BEGIN
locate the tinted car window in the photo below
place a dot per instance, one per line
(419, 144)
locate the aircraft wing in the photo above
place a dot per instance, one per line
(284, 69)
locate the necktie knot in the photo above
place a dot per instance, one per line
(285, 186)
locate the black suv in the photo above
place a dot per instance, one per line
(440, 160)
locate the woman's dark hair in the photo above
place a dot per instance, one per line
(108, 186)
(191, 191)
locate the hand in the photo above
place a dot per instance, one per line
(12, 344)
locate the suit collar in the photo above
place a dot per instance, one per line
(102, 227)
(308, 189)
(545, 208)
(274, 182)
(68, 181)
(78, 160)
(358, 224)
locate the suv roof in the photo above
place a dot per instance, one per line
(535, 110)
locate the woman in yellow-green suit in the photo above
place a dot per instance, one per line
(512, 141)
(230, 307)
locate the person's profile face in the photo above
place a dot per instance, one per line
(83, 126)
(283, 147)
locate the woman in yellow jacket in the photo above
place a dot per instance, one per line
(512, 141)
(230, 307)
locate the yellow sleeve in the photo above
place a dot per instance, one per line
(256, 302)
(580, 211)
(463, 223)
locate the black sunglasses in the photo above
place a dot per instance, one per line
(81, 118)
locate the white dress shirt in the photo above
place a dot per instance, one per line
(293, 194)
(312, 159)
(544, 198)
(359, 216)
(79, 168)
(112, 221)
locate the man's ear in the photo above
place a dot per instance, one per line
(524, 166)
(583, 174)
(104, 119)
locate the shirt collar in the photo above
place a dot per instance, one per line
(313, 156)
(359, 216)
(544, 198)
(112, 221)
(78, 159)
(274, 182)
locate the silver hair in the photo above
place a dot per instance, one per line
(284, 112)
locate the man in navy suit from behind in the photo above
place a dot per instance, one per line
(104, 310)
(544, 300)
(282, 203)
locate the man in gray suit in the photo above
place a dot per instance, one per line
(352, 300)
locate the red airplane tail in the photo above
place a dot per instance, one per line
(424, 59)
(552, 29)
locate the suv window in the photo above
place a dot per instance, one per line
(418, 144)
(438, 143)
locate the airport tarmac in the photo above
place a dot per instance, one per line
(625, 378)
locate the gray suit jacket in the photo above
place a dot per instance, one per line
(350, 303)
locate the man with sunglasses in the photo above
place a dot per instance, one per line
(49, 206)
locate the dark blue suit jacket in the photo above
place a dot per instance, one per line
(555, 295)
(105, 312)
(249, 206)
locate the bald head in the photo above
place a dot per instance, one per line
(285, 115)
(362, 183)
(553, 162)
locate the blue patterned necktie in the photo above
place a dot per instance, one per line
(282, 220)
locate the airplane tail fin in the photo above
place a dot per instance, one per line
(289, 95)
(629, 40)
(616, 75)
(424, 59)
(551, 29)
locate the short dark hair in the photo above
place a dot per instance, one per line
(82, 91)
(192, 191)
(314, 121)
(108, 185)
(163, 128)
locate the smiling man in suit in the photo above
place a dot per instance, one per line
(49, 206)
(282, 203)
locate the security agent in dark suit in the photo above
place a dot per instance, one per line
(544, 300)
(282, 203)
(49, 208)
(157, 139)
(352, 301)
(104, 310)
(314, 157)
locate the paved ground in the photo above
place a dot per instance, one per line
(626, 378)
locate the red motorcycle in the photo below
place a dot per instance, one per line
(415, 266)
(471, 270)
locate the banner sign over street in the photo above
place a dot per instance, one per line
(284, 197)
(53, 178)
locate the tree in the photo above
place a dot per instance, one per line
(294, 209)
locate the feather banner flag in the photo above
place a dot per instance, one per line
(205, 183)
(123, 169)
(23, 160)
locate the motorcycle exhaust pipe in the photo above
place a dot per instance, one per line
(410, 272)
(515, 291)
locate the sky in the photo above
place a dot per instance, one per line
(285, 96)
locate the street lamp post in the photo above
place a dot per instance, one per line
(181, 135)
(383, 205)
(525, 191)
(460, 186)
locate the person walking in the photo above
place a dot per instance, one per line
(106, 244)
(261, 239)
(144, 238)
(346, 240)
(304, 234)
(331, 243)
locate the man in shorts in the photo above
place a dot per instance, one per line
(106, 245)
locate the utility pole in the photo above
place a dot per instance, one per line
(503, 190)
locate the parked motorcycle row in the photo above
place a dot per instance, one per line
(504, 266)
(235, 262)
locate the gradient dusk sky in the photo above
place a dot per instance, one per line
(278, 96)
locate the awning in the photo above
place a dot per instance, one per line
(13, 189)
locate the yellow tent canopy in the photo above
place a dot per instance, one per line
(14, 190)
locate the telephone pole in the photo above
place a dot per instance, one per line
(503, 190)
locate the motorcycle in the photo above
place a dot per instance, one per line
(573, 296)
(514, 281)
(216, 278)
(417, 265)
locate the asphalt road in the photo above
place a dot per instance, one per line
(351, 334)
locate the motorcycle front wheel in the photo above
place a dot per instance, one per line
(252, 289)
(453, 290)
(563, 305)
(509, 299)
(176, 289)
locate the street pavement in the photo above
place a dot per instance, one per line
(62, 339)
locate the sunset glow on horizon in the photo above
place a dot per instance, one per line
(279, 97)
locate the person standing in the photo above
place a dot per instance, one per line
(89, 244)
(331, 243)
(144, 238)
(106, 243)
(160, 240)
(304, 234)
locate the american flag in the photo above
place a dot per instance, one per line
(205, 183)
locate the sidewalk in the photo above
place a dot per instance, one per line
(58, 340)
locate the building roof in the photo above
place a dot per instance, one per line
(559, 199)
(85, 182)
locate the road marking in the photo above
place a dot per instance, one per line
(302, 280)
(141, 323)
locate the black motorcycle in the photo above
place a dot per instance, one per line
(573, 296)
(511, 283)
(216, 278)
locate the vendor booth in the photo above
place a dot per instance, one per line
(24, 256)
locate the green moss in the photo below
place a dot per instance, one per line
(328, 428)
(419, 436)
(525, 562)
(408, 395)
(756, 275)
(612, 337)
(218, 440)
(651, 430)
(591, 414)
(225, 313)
END
■ What this task involves ■
Transcribe the records above with every character unchanged.

■ Answer box ■
locate the tinted car window in the photo below
place a dot per instance, one per line
(419, 144)
locate the aircraft wing in the photo above
place a dot per instance, one per line
(284, 69)
locate the necktie knot in the photo above
place a dot per instance, one per line
(285, 186)
locate the black suv in the photo above
place a dot per instance, one per line
(440, 160)
locate the woman's dark hair in the photo above
place a dot per instance, one per line
(108, 186)
(191, 191)
locate the hand in the photo above
place a dot per instance, one per line
(12, 344)
locate the suit collar in the photo above
place a dot per instance, one per line
(102, 227)
(308, 189)
(545, 208)
(274, 182)
(68, 181)
(78, 160)
(358, 224)
locate the suv roof in the photo above
place a dot per instance, one per line
(535, 110)
locate the woman in yellow-green suit in the photo above
place a dot per instance, one per line
(512, 141)
(230, 307)
locate the person's profile face in the photo above
place a dot per instance, one per line
(83, 126)
(283, 147)
locate the woman in yellow jacket in the photo above
place a dot per instance, one per line
(512, 141)
(230, 307)
locate the yellow sleeve in the photo above
place a dot per instance, one per line
(256, 302)
(580, 211)
(463, 223)
locate the black sunglasses in the photo above
place a dot per instance, one per line
(81, 118)
locate the white dress shirt in the photo above
place a dot per instance, one per line
(293, 194)
(312, 159)
(544, 198)
(359, 216)
(79, 168)
(112, 221)
locate the man's ear in the photo above
place a dot per instance, one per line
(524, 166)
(583, 174)
(104, 119)
locate the shirt collar in the photo above
place a dot per instance, one per line
(313, 156)
(359, 216)
(544, 198)
(112, 221)
(78, 159)
(274, 182)
locate the silver hair in the photo above
place a dot per instance, one per line
(284, 112)
locate the man in navy suit from behind in the photo above
place a dot per instance, one per line
(104, 310)
(544, 300)
(282, 203)
locate the man in gray suit in the photo above
place a dot per instance, one per line
(352, 300)
locate the red airplane tail in the photo above
place a dot per instance, one per line
(424, 59)
(552, 29)
locate the suv window in the photo above
place a dot per instance, one per line
(418, 144)
(438, 143)
locate the airport tarmac in the photo above
place a dot per instance, one per line
(625, 378)
locate the gray suit jacket in the photo above
place a dot per instance, one per line
(350, 303)
locate the man with sunglasses in the photo above
place a dot per instance, one per line
(49, 206)
locate the dark blue suit jacket in the photo above
place a dot per instance, one per line
(555, 295)
(105, 312)
(249, 206)
locate the bald head in the photo above
place a dot per instance, one per line
(285, 115)
(362, 183)
(553, 162)
locate the blue patterned necktie in the photo above
place a dot per instance, one per line
(282, 220)
locate the airplane tail fin in the photo above
place a dot per instance, one per line
(289, 95)
(629, 40)
(616, 75)
(424, 59)
(551, 29)
locate the short dark hair in the photo above
place a dot per instance, one per line
(82, 91)
(192, 191)
(314, 121)
(108, 185)
(163, 128)
locate the smiling man in suit in the photo above
place a dot per instance, one per line
(49, 206)
(282, 203)
locate the security agent in dark suit in the photo above
place a dot per instance, one per line
(544, 300)
(282, 203)
(49, 208)
(157, 139)
(352, 301)
(104, 310)
(314, 157)
locate the paved ground in the photo above
place a dot per instance, one per line
(626, 378)
locate the red motorcycle in the photo below
place a dot per instance, one per line
(415, 266)
(471, 270)
locate the banner sign over street in the photo above
place a dot per instance, one per line
(284, 197)
(53, 178)
locate the tree in the photo above
place a dot per instance, one per line
(294, 209)
locate the feather banner flag in the photo above
place a dot per instance, one per line
(205, 183)
(123, 169)
(23, 160)
locate the motorcycle exhaust pipe in the photo above
place a dot per instance, one per line
(410, 272)
(515, 291)
locate the sky in the photo above
place a dot per instance, one per line
(285, 96)
locate the street lamp post in the photo above
place a dot per instance, one per line
(181, 135)
(383, 205)
(525, 191)
(460, 186)
locate the person walking in the photo above
place a dot per instance, one per line
(106, 244)
(261, 239)
(144, 238)
(346, 240)
(304, 234)
(331, 243)
locate the man in shorts in the photo above
place a dot per instance, one per line
(106, 245)
locate the utility pole in the photo above
place a dot per instance, one per line
(503, 190)
locate the parked motorcycle row in the photo above
place a dot per instance, one per line
(504, 266)
(235, 262)
locate the gradient dusk sky in the photo above
place a dot per instance, one per line
(278, 96)
locate the awning in the photo above
place a dot per instance, one per line
(13, 189)
locate the yellow tent canopy in the photo above
place a dot per instance, one per line
(14, 190)
locate the telephone pole in the photo above
place a dot per instance, one per line
(503, 190)
locate the motorcycle in the photo above
place a dot per instance, one per line
(573, 296)
(514, 281)
(216, 278)
(417, 265)
locate the asphalt road in the photo above
place a dot per instance, one per line
(351, 334)
locate the motorcycle front wheel in the photo above
place a dot per instance, one per line
(252, 289)
(453, 290)
(563, 305)
(509, 299)
(176, 289)
locate the street pavement in the photo above
place a dot per instance, one per line
(62, 339)
locate the sunset glow on horizon in the photo above
place a dot per instance, one per line
(279, 97)
locate the person standing in the photo above
place a dot per instance, one per line
(89, 244)
(331, 243)
(144, 238)
(106, 243)
(160, 240)
(304, 234)
locate the american flag in the photo above
place a dot per instance, one per line
(205, 183)
locate the sidewalk in the photo above
place a dot per instance, one per line
(58, 340)
locate the building roof in the photo above
place a dot per instance, one per line
(559, 199)
(85, 182)
locate the road marking in the photo above
place a dot per instance, one per line
(302, 280)
(141, 323)
locate the black motorcycle in the photo above
place a dot per instance, one per line
(573, 296)
(511, 283)
(216, 278)
locate the vendor booth in the photo above
place a dot per instance, one per line
(24, 256)
locate the green moss in the photo below
place a dot per instance, one per line
(328, 428)
(419, 436)
(525, 562)
(408, 395)
(756, 275)
(612, 337)
(218, 440)
(651, 430)
(591, 414)
(225, 313)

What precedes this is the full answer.